_Quoted passage_
## START
# Cleaning an outboard



## Hunter12220 (Jun 4, 2019)

Hey guys I’ve got a 2003 60hp Yamaha 2 stroke. It looks almost new except down the shaft below the exhaust port (picture for example). It’s like it’s stained from the smoke. What’s the best way to clean that off and make it look new again?


----------



## Capnredfish (Feb 1, 2012)

Try the usual cleaners. No luck just respray that section. I’m sure Yamaha sells spray cans.


----------



## BrownDog (Jun 22, 2019)

Degreaser


----------



## JC Designs (Apr 5, 2020)

I would try a little spray nine followed by a little cleaner wax or automotive compound. Should clean right up.


----------



## Redhead (Apr 18, 2018)

Chemical guys spot remover,


----------



## Marsh Pirate (Sep 15, 2016)

Try some WD-40.


----------



## Capt. Moose (Dec 12, 2015)

Soak a rag in vinegar and hold it onto where ever the stain is.. more vinegar the better.. Wax after. EZPZ


----------



## hipshot (Sep 29, 2018)

I've had good luck over the years with several of the Calcium / Lime / Rust remover formulas.


----------



## Jumbo Jet (Mar 18, 2018)

This 130 is a 1994, on my brother in laws 1994 Master Angler. When he bought the boat the motor was in much worse condition than yours. This is after about 4 hours of work. 

Motor was prepped with wash/clay and degreased with 1Z W9. Decontamination with IronX, and rewashed. Light wet sanding only in specific areas as needed. Polished with Menzerna FG 400 followed by Menzerna FS 4000 with a Rupes Bigfoot 15 using microfiber cutting pads. Motor prepped again with GTechniq Panel Wipe. Final sealant with GTechniq Crystal Serum ceramic coating. 

I did that for him roughly 3 years ago when he bought it. He stores the boat outside, but it still looks pretty good.


----------
## END
_Extracted data_
## START
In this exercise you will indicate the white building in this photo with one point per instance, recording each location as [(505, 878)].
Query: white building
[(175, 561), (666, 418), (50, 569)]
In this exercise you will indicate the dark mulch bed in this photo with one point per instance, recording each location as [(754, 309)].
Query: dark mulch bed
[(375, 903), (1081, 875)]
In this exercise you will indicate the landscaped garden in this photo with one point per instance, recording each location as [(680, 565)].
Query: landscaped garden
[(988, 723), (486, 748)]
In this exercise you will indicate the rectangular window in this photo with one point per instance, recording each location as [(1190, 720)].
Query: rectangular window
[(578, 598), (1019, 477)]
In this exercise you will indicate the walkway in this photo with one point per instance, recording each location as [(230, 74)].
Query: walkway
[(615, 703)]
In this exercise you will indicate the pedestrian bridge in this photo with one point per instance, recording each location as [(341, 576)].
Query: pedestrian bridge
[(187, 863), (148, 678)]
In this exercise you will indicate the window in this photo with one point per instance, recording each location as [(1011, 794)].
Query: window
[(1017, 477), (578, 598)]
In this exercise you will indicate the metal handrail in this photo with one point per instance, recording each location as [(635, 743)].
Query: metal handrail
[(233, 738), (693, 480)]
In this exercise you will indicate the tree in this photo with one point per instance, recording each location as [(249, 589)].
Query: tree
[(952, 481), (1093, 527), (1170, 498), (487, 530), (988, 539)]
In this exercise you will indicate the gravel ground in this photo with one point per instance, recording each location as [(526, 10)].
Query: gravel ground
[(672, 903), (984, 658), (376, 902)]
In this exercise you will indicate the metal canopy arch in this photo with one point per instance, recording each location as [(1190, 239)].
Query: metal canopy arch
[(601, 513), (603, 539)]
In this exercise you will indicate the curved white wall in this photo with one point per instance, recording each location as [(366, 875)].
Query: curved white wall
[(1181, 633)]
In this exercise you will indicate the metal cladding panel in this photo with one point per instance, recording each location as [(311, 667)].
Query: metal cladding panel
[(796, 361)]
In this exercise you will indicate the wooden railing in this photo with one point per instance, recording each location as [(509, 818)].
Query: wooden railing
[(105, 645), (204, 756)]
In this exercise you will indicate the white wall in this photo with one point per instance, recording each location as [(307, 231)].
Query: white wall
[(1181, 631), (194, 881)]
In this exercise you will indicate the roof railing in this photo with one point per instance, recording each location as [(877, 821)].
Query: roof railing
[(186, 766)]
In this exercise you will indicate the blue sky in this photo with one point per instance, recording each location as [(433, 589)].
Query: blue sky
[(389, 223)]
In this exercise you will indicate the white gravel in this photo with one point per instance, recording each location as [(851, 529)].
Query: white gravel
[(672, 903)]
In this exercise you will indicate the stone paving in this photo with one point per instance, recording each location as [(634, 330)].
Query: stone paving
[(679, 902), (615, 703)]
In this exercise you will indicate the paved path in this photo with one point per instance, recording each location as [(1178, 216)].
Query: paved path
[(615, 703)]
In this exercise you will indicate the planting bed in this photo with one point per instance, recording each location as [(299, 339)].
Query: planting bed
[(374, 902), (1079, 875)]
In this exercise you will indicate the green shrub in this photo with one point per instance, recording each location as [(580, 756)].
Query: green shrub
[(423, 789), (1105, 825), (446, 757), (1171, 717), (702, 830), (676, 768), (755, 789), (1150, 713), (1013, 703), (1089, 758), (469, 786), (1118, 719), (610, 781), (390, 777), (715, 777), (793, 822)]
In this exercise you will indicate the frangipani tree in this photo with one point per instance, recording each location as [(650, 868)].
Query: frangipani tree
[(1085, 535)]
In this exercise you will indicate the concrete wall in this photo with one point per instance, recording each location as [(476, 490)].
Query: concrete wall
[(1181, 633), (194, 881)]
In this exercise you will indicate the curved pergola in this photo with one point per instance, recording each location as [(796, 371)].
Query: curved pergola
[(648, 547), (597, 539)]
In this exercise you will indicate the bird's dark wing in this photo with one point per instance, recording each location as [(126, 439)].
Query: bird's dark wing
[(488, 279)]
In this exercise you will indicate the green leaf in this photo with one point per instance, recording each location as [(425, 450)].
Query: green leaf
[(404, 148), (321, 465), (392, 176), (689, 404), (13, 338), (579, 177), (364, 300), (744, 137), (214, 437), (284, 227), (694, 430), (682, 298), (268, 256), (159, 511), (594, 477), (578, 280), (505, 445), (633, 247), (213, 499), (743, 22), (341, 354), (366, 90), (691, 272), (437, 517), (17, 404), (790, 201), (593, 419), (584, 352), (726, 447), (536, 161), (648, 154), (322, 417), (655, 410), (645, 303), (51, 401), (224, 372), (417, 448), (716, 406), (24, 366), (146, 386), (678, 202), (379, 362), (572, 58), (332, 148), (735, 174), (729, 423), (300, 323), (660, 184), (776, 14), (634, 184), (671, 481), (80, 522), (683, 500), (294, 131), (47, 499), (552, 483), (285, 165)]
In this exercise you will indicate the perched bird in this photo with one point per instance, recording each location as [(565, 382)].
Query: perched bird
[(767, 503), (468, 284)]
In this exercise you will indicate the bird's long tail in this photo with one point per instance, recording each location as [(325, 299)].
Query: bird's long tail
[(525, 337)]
## END
_Short exercise_
Decide whether each statement agrees with the outboard-cleaning thread above, and answer yes or no for each, quoting the deciding words. (a) The motor the thread asks about is a 2003 60hp Yamaha 2 stroke. (b) The restoration of the 1994 motor took about two hours of work. (c) The vinegar method ends with waxing.

_Expected output_
(a) Yes: "I’ve got a 2003 60hp Yamaha 2 stroke."
(b) No: "This is after about 4 hours of work."
(c) Yes: "Wax after."